** Quoted passage **
========================================================================

Does he really want to quit or was he trying to quit because he knows you hate his smoking? It really comes down to if he wants to stop for himself, not another person. I'm not saying you're not important to him. Willpower has to be there. In my case..I just quit from one day to the next, after smoking 27 years, I made up my mind and didn't worry about withdrawal symptoms. The more you worry, the less strenght you have left to stick with it. I believe alot of withdrawal is in the mind, not exactly that you're imagining it but once you can convince yourself that you're OK without the nicotine, it'll work.... Just like anything else you put your mind to.. Most do have to try quitting a few times.
I can't stand the smell now either but at one point I smoked two packs per day...strange really how things change. Having said all this, it is a very strong addiction, not to be underestimated.
But this is just my opinion.
I can't stand it. It's such a nasty habit. He's tried stopping tons of times, but it never works. It's such a turn off kissing him. It's like kissing an ashtray. YUK! What do I do?

========================================================================

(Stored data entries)
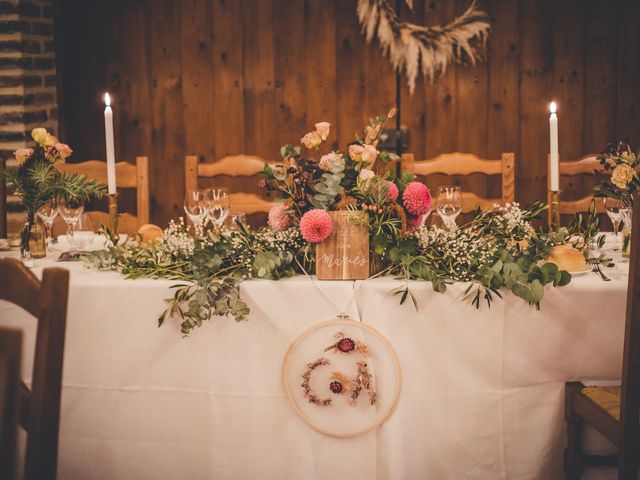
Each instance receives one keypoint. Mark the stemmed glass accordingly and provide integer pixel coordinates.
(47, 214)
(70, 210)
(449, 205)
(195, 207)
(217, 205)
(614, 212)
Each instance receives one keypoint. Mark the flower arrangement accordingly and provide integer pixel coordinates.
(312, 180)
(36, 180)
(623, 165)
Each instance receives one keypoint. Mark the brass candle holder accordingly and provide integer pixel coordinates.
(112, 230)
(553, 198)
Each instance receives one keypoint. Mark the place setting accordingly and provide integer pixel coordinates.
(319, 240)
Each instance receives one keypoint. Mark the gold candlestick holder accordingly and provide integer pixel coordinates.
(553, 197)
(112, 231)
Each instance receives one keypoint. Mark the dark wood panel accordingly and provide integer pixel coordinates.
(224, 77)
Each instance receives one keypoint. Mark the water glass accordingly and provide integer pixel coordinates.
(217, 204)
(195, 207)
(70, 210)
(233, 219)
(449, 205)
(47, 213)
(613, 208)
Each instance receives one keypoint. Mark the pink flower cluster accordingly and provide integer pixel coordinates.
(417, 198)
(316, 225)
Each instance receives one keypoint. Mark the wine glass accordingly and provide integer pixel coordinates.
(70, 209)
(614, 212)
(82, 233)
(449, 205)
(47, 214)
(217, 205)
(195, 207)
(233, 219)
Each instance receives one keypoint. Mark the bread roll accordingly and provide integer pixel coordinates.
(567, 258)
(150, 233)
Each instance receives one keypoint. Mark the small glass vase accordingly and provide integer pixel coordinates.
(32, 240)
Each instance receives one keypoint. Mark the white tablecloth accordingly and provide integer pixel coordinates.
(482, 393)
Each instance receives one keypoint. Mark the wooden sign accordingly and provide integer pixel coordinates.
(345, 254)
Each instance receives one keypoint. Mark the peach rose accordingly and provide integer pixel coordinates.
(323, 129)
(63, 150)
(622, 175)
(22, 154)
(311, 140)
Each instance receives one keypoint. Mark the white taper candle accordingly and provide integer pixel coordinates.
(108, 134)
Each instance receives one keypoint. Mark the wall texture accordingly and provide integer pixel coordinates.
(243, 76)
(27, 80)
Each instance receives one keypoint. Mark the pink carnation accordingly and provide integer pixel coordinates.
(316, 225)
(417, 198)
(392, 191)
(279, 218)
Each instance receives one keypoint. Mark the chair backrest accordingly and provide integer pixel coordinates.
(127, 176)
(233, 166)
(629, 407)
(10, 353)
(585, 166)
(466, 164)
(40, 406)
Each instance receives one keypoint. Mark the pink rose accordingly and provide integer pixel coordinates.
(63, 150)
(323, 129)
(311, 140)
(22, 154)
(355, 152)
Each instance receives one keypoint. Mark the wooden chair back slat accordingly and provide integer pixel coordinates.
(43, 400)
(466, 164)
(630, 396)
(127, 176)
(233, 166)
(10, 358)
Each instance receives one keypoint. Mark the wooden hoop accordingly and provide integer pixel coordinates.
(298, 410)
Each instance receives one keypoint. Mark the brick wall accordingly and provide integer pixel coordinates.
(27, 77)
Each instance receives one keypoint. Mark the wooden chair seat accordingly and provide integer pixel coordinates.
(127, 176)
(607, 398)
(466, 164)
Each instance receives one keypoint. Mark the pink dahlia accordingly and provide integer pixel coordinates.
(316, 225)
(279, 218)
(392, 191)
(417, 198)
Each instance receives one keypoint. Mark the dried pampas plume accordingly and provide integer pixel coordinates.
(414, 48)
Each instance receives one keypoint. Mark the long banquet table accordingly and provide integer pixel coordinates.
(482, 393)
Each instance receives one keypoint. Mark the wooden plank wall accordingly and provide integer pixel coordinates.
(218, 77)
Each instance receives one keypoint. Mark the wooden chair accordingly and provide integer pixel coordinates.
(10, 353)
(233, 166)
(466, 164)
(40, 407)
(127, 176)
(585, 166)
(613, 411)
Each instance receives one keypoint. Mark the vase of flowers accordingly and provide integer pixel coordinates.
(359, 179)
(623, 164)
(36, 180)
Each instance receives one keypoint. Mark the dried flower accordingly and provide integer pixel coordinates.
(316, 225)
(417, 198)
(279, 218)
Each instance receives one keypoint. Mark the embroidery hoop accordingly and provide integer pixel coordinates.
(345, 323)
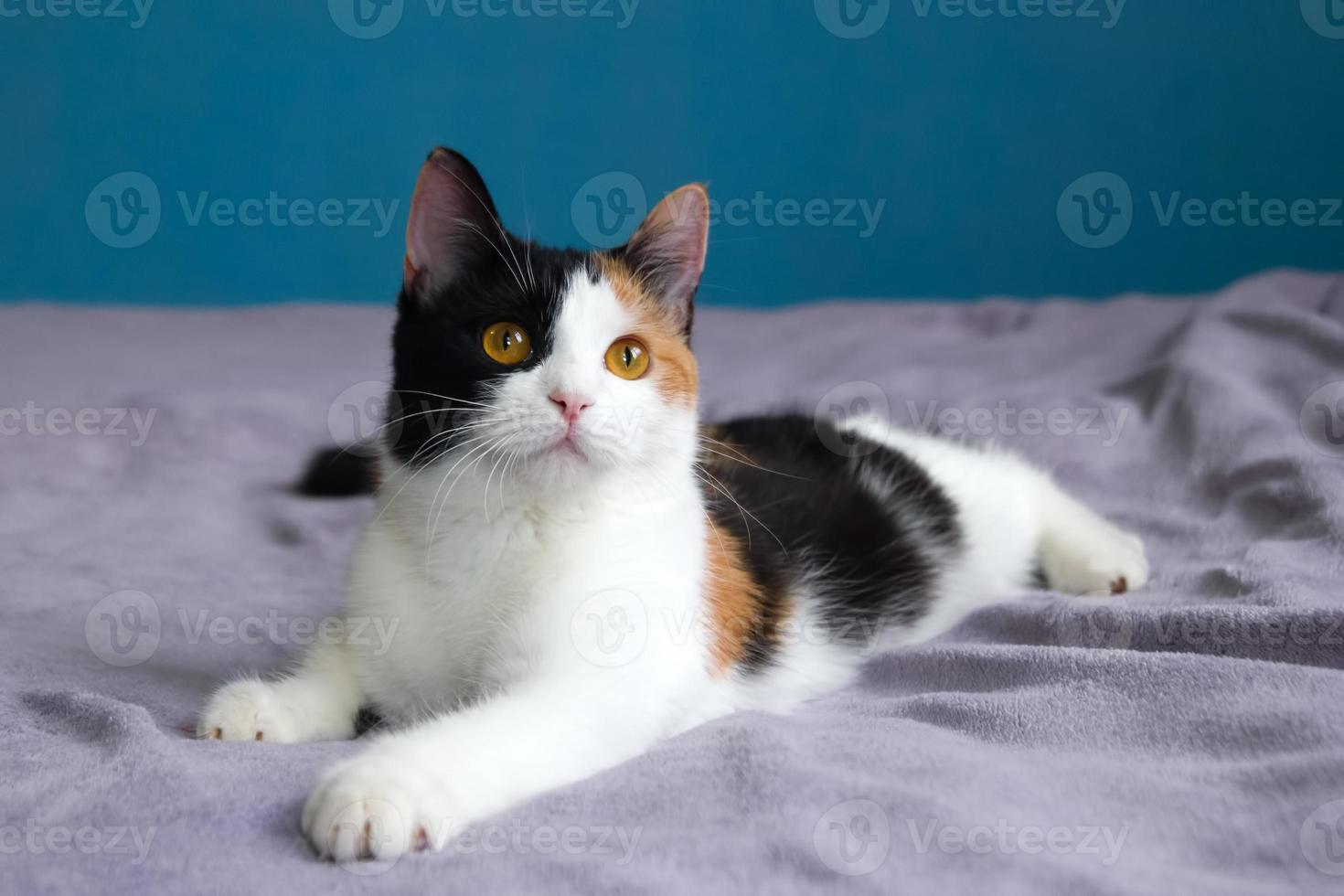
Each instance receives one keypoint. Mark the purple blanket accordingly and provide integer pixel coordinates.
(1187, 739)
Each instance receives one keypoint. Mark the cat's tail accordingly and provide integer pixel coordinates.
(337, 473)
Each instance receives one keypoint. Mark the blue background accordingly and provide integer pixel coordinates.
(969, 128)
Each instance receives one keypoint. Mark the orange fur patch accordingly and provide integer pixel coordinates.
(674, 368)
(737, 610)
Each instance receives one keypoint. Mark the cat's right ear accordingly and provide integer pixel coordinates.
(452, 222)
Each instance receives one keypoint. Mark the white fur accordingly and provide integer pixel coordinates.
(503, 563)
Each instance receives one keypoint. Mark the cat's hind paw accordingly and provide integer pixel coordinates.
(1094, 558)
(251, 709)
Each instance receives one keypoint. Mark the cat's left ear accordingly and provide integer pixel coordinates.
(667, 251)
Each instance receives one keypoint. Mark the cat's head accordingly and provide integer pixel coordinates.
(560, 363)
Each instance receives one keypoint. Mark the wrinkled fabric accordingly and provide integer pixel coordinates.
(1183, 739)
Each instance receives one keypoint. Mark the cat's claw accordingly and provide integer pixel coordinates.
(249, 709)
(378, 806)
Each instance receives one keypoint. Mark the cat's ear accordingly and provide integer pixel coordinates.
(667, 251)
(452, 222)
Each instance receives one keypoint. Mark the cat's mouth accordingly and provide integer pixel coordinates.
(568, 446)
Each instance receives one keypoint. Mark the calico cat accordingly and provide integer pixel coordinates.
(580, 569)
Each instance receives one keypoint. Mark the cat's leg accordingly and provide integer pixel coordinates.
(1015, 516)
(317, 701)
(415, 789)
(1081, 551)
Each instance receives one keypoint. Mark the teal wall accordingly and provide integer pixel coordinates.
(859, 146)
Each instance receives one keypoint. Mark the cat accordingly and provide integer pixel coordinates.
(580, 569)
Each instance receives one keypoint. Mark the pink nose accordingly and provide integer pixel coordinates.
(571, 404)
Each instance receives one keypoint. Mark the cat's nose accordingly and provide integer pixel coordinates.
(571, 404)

========================================================================

** Tasks for this exercise **
**a)** In the text about quitting smoking, list every sentence that begins with "It's".
**b)** Render this sentence from the text about quitting smoking in Spanish: "Having said all this, it is a very strong addiction, not to be underestimated."
None of the tasks draw on the entries.

** Problem solutions **
**a)**
- It's such a nasty habit.
- It's such a turn off kissing him.
- It's like kissing an ashtray.

**b)** Dicho todo esto, es una adicción muy fuerte, que no hay que subestimar.